▸ TEXT SECTION
You’re probably wondering about the quality of the XML structure itself. By volume, the bulk of data that comes into Gnip validates out of the box. Shocking, but true. As you could probably guess, most of our energy is spent resolving the above data quality issues. The unfortunate reality for Gnip is that the “edge” cases consume lots of cycles. As a Gnip consumer, you get to draft off of our efforts, and we’re happy to do it in order to make your lives better.

If everyone would clean up their data by the end of the day, that’d be great. Thanks.

More Examples of How Companies are Using Gnip

We have noticed that we are interacting with two distinct groups of companies; those who instantly understand what Gnip does and those that struggle with what we do, so we decided to provide a few detailed real-world examples of the companies we are actively working with to provide data integration and messaging services today.

First, we are not an end-user facing social aggregation application. (We repeat this often.) We see a lot of people wanting to put Gnip in that bucket along with social content aggregators like FriendFeed, Plaxo and many others. These content aggregators are destination web sites that provide utility to end users by giving them flexibility to bring their social graph or part of their graph together in one place. Also, many of these services are now providing web APIs that allow people to use an alternative client to interact with their core services around status updates and conversations as well other features specific to the service.

Gnip is an infrastructure service and specifically we provide an extensible messaging system that allows companies to more easily access, filter and integrate data from web based APIs. While someone could use Gnip as a way to bring content into a personal social media client they want to write for a specific social aggregator it is not something we are focused. Below are the company use cases we are focused:

  1. Social content aggregators: One of the main reasons we started Gnip was to solve the problems being caused by the point-to-point integration issues that were springing up with the increase of user generated content and corresponding open web APIs. We believe that any developer who has written a poller once, twice, or to their nth API will tell you how unproductive it is to write and maintain this code. However, writing one-off pollers has become a necessary evil for many companies since the content aggregators need to provide access to as many external services as possible for their end users. Plaxo, who recently integrated to Gnip as a way to support their Plaxo Pulse feature is a perfect example, as are several other companies.
  2. Business specific applications: Another main reason we started Gnip was that we believe more and more companies are seeing the value of integrating business and social data as a way to add additional compelling value to their own applications. There are a very wide set of examples, such as how Eventvue uses Gnip as a way to integrate Twitter streams into their online conference community solution, and the companies we have talked to about how they can use Gnip to integrate web-based data to power everything from sales dashboards to customer service portals.

▸ TASK LIST
[1] Answer these questions using the Gnip text:
(a) By volume, how much of the data coming into Gnip validates out of the box?
(b) Which content aggregator besides FriendFeed does the text name when describing destination web sites?
(c) What does Eventvue integrate into its online conference community solution through Gnip?
[2] Name every company or service other than Gnip that the Gnip text mentions.
[3] Extend the text on how companies use Gnip, starting after its final sentence.
These rows have no connection to the Gnip text above them.

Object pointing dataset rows
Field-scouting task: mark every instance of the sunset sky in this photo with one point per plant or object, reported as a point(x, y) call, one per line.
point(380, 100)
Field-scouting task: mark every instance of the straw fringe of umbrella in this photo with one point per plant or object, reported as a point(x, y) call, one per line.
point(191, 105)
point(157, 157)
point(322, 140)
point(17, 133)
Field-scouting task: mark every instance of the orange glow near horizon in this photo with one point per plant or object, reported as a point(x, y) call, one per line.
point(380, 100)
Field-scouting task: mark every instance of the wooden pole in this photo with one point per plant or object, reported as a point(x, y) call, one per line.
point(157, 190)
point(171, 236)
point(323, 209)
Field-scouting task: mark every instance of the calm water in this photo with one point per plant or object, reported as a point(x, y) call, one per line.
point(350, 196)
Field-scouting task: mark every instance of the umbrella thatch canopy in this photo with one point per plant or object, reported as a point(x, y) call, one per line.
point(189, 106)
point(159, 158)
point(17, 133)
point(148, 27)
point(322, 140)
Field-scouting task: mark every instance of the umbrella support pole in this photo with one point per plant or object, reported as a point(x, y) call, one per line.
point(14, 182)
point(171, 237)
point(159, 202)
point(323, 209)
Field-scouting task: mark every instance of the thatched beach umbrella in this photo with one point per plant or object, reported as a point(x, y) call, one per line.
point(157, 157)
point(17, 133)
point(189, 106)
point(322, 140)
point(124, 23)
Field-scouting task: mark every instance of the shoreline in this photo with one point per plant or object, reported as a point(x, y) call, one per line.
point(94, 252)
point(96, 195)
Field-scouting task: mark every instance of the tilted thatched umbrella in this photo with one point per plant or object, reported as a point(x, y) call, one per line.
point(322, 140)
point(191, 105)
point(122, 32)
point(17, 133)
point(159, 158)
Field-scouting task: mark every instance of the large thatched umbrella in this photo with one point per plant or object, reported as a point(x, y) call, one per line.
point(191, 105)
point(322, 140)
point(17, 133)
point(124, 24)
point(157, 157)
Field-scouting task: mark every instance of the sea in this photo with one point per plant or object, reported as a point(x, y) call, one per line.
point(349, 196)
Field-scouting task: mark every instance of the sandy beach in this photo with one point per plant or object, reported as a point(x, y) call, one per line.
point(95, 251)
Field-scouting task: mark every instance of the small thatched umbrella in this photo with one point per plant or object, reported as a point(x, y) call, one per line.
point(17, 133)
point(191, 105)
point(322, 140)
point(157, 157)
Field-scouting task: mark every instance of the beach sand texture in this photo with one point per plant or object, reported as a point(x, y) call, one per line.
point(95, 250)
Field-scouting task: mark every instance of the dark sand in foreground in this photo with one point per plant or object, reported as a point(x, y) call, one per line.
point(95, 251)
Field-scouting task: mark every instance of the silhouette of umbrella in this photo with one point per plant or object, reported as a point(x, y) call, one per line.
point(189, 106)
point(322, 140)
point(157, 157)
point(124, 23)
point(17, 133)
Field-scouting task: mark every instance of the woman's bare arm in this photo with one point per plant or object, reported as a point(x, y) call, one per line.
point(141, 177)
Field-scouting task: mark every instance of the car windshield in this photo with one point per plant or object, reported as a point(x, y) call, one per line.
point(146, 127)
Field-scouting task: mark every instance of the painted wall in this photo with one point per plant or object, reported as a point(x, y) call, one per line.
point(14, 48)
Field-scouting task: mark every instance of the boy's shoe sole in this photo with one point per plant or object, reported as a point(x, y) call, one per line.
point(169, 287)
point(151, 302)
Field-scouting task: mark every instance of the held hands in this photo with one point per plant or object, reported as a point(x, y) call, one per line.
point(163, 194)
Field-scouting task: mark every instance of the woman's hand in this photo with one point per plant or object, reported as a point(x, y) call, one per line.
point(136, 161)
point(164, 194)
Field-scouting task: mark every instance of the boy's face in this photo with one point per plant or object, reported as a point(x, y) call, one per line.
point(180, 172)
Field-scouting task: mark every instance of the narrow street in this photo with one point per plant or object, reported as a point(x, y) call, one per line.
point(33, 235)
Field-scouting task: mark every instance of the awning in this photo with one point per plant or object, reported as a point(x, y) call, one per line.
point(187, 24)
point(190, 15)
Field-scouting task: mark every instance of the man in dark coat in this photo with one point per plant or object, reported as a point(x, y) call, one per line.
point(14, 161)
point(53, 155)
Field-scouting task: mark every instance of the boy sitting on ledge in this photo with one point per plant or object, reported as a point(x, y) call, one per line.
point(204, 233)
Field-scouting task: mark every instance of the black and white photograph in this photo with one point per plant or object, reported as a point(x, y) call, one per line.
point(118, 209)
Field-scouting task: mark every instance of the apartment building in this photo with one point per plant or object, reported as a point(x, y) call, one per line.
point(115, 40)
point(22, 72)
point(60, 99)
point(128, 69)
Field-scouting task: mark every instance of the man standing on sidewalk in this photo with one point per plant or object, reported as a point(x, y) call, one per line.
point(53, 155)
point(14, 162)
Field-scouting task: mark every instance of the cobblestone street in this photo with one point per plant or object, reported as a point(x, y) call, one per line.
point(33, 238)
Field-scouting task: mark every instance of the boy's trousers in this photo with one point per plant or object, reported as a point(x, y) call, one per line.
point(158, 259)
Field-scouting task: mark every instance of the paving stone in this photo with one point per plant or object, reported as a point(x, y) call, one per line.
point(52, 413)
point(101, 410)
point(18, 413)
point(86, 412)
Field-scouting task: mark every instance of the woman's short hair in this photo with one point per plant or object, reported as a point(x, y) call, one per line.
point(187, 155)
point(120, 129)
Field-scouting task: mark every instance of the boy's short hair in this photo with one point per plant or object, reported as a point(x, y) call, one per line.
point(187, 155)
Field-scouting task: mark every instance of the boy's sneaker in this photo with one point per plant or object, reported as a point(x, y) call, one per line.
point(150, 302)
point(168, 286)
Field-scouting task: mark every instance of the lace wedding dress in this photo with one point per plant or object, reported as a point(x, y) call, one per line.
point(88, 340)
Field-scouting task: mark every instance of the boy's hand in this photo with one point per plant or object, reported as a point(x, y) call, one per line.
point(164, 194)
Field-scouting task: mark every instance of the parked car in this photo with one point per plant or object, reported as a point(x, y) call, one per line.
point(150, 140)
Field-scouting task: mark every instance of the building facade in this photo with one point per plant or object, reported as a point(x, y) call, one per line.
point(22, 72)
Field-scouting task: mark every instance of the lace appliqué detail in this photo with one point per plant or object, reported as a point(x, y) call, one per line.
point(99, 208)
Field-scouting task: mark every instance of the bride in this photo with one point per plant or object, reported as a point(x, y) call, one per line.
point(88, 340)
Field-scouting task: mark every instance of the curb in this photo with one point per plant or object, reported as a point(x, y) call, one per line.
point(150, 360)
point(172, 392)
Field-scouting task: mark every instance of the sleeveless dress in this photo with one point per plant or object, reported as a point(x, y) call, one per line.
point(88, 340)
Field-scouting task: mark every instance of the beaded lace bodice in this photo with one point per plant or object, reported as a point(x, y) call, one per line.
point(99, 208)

▸ TASK RESPONSES
[1]
(a) The bulk of it.
(b) Plaxo.
(c) Twitter streams.

[2] FriendFeed, Plaxo, Eventvue, Twitter

[3]
  3. Content producers: Today, Gnip offers value to content producers by providing developers an alternative tool that can be used to integrate to their web APIs. We are working with many producers, such as Digg, Delicious, Identi.ca, and Twitter, and plan to continue to grow the producers available aggressively. The benefits that producers see from working with Gnip include off-loading direct traffic to their web apis as well as providing another channel to make their content available. We are also working very hard to add new capabilities for producers, which includes plans to provide more detailed analytics on how their data is consumed and evaluating publishing features that could allow producers to define their own filters and target service endpoints and web sites where they want to push relevant data for their own business needs.
  4. Market and brand research companies: We are working with several companies that provide market research and brand analysis. These companies see Gnip as an easy way to aggregate social media data to be included in their brand and market analysis client services.

Hopefully this set of company profiles helps provide more context on the areas we are focused and the typical companies we are working with everyday. If your company does something that does not fit in these four areas and is using our services please send me a note.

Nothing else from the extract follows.